### [Task prompt]
Transcribe all of the material exactly.

### [Material provided]
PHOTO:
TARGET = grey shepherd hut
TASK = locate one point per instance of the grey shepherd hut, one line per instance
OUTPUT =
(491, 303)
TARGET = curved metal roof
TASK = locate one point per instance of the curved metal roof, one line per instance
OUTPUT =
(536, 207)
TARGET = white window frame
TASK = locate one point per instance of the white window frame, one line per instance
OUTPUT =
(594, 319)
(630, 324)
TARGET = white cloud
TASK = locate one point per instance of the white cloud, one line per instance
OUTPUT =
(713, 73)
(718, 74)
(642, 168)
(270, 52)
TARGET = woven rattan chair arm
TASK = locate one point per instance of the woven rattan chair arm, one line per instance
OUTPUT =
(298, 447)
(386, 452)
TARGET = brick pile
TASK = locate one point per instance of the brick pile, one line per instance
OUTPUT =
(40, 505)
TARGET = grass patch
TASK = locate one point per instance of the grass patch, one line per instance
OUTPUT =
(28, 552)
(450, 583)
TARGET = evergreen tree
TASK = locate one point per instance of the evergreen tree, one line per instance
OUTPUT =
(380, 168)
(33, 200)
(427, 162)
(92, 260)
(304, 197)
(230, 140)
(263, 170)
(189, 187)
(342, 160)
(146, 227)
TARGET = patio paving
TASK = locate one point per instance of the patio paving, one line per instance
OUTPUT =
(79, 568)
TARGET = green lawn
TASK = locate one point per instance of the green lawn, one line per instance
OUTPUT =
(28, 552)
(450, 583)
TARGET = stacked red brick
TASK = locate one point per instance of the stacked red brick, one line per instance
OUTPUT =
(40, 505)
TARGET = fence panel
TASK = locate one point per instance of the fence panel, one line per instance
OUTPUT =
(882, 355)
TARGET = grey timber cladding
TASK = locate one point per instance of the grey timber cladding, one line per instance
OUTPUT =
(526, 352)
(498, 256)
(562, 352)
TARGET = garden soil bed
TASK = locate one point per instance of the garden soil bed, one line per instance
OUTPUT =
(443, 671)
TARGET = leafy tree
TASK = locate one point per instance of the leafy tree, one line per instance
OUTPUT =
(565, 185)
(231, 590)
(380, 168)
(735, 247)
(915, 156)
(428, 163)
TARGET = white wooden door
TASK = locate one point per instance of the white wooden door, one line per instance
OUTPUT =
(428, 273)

### [Solution for this exercise]
PHOTO:
TARGET = grey shepherd hut
TASK = locate one point per instance of the grey shepherd hut, one line per instance
OUTPUT =
(491, 303)
TARGET = curved metal roof
TASK = locate one point per instance of the curved metal roof, one line per instance
OUTPUT =
(536, 207)
TARGET = white window frame
TASK = locate one point per instance of the white window frame, one line per instance
OUTPUT =
(594, 319)
(630, 324)
TARGET = white cloud
TASK = locate one point per instance of the white cloud, one line per instance
OUTPUT =
(713, 73)
(718, 74)
(642, 168)
(270, 52)
TARGET = woven rattan chair arm
TASK = locate one point per instance of the woven rattan chair arm, one line per instance
OUTPUT =
(298, 447)
(386, 452)
TARGET = brick pile
TASK = locate one point per instance of the brick pile, one line per instance
OUTPUT =
(40, 505)
TARGET = grass patch
TASK = locate one point per instance of the grass patch, one line per instance
OUTPUT =
(28, 552)
(450, 583)
TARGET = evergreen tree
TASK = locate one point per instance of the evergreen tree, one line per instance
OUTPUT =
(380, 168)
(33, 200)
(427, 162)
(92, 260)
(304, 197)
(230, 140)
(263, 170)
(189, 187)
(342, 160)
(146, 227)
TARGET = patio paving
TASK = locate one point per instance of the patio paving, one line per instance
OUTPUT =
(79, 568)
TARGET = green lawn
TASK = locate one point per instance of the green lawn, one line per instance
OUTPUT =
(28, 552)
(450, 583)
TARGET = stacked red brick
TASK = locate one point per instance of the stacked red brick, one line per instance
OUTPUT =
(40, 505)
TARGET = fence panel
TASK = locate one point per instance of the fence panel, one line per instance
OUTPUT =
(882, 355)
TARGET = grey timber cladding
TASK = locate one point per instance of the grey timber cladding, one line per instance
OUTPUT =
(526, 352)
(498, 256)
(562, 352)
TARGET = garden soil bed
TASK = locate one point per instance of the garden soil bed, one line per instance
OUTPUT =
(443, 671)
TARGET = leafy tree
TASK = locate one point per instance of the leafy tree, one line per instance
OUTPUT =
(565, 185)
(231, 590)
(380, 168)
(735, 247)
(915, 156)
(428, 163)
TARGET = white wooden door
TASK = locate one point per instance of the white wooden door, one line per instance
OUTPUT =
(428, 273)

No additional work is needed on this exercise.